Stored data entries

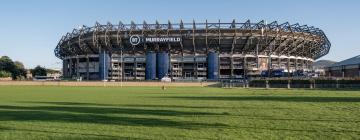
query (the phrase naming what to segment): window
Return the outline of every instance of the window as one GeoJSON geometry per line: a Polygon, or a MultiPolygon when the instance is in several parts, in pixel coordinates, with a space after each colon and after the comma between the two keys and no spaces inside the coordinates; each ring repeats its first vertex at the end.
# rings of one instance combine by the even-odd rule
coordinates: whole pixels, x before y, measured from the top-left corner
{"type": "Polygon", "coordinates": [[[137,63],[137,68],[142,68],[143,65],[141,63],[137,63]]]}
{"type": "Polygon", "coordinates": [[[204,64],[203,63],[198,63],[198,68],[204,68],[204,64]]]}

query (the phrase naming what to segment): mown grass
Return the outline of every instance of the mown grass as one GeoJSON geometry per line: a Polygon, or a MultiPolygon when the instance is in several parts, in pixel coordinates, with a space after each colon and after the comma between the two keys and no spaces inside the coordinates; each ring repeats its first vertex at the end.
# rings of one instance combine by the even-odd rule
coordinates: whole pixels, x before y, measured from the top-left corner
{"type": "Polygon", "coordinates": [[[0,139],[359,139],[359,90],[0,86],[0,139]]]}

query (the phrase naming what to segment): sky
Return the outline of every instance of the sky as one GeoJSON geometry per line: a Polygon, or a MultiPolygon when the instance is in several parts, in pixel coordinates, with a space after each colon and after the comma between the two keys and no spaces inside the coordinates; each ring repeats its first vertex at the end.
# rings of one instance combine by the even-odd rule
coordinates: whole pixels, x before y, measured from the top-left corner
{"type": "Polygon", "coordinates": [[[266,20],[322,29],[332,46],[320,58],[341,61],[360,54],[359,0],[1,0],[0,56],[61,69],[60,38],[95,22],[147,23],[266,20]]]}

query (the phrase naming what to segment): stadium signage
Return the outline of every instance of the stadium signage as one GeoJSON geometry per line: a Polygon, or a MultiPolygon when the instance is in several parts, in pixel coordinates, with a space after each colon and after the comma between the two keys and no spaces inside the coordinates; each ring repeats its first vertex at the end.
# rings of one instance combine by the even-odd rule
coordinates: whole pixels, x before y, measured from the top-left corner
{"type": "Polygon", "coordinates": [[[138,35],[130,36],[130,44],[131,45],[136,46],[136,45],[140,44],[140,42],[141,42],[140,36],[138,36],[138,35]]]}
{"type": "Polygon", "coordinates": [[[168,42],[180,42],[180,37],[146,37],[145,42],[149,43],[168,43],[168,42]]]}
{"type": "Polygon", "coordinates": [[[177,43],[181,42],[181,37],[140,37],[132,35],[129,41],[131,45],[138,45],[140,43],[177,43]]]}

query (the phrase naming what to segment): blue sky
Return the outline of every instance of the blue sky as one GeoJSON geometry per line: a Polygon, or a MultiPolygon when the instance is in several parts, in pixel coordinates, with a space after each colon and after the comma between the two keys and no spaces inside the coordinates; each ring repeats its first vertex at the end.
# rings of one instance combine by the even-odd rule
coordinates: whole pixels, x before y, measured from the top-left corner
{"type": "Polygon", "coordinates": [[[130,23],[232,21],[307,24],[322,29],[332,43],[320,59],[340,61],[360,54],[358,0],[2,0],[0,56],[36,65],[61,68],[53,50],[62,35],[96,21],[130,23]]]}

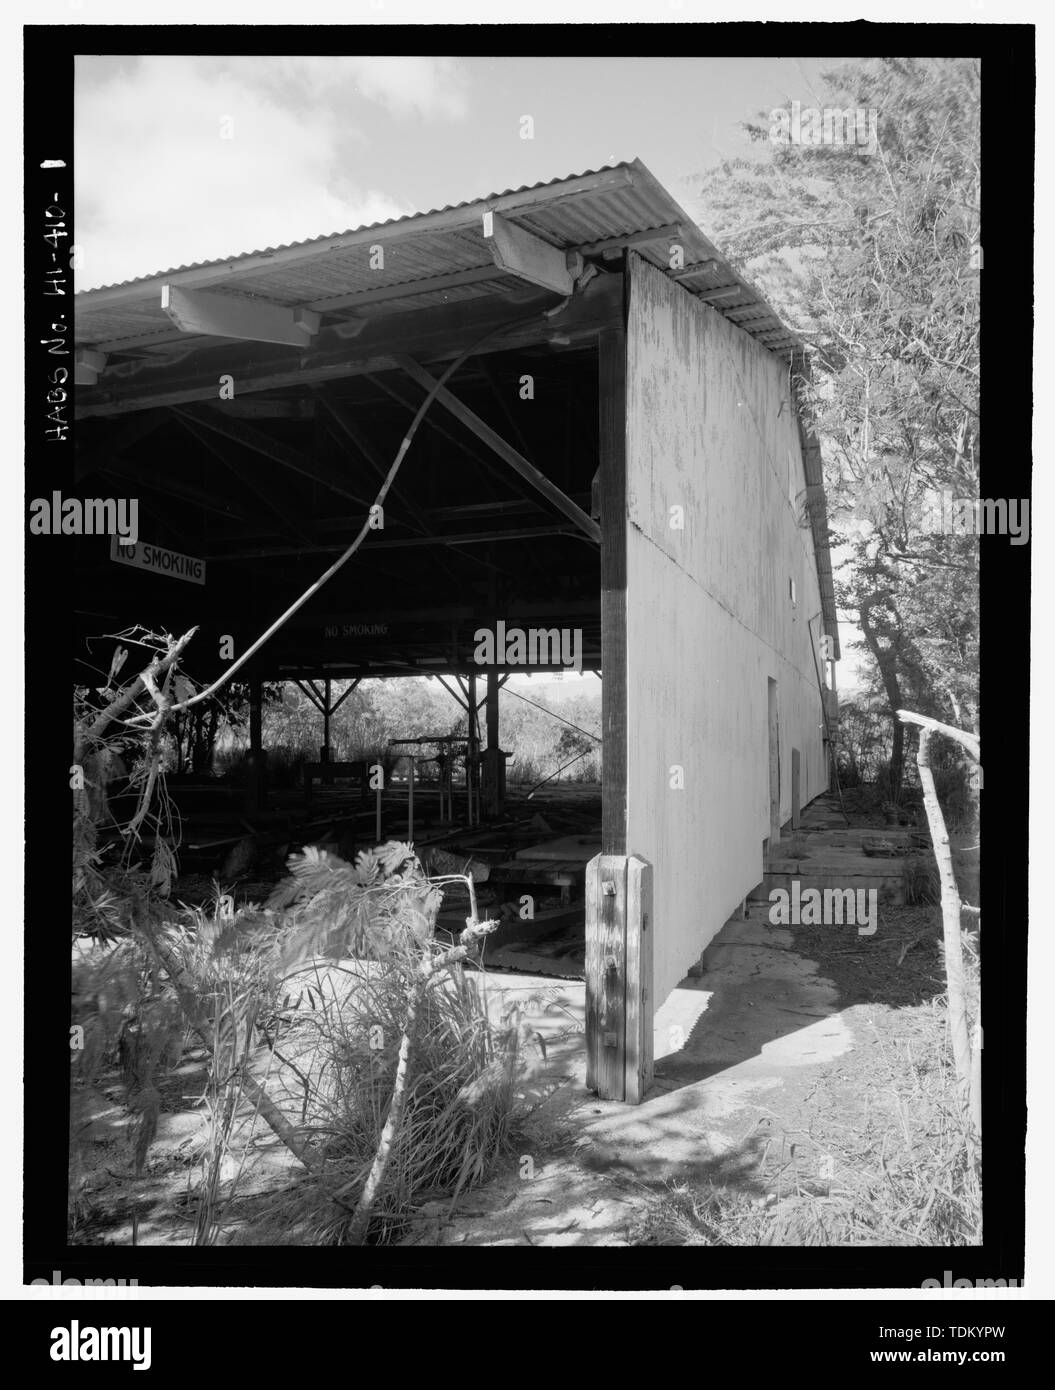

What is being asked -> Scan the entries above, and wherever a line holds the string "colon", copy it.

Task result ->
Return the outline of every instance of the window as one GeoJSON geometry per line: a Polygon, or a MultiPolygon when the instance is in several parts, in pixel coordinates, with a space after each colon and after the comma between the two keys and no spaces inside the coordinates; each ring repeats its first vertex at the end.
Return the outline of every instance of the mown grass as one GeoJSON geometry per line: a Polygon, or a MultiPolygon when the instance is in several parts, in pixel coordinates, with a space after each colon and after the comma between the two keys and no spaces inside the coordinates; each ring repeats its first vertex at the end.
Return the outline of every instance of the sky as one GeoJSON geometry per line: a Polygon, or a MultiPolygon when the instance is in several parts, in pixel coordinates, with a space after each colon and after the comma between the two keys and no spaces inside the coordinates; each ring repeats its first vertex at the end.
Return the outline of every instance of the stadium signage as one GeoJSON geometry per line: a Polygon, or a MultiPolygon when the instance is in several parts, in pixel coordinates, with a space after each colon and after the comma between the two keys and no spaces inside the coordinates; each ring repeats its first vertex at the end.
Return the outline of every instance of the blue sky as one GeoJSON geometry per line: a Polygon, or a MultiPolygon when the instance is in several parts, in pixel coordinates, with a space after each colon and after the comma between the two keys and no spaces inside the coordinates; each ring repeats its first vertex at the end.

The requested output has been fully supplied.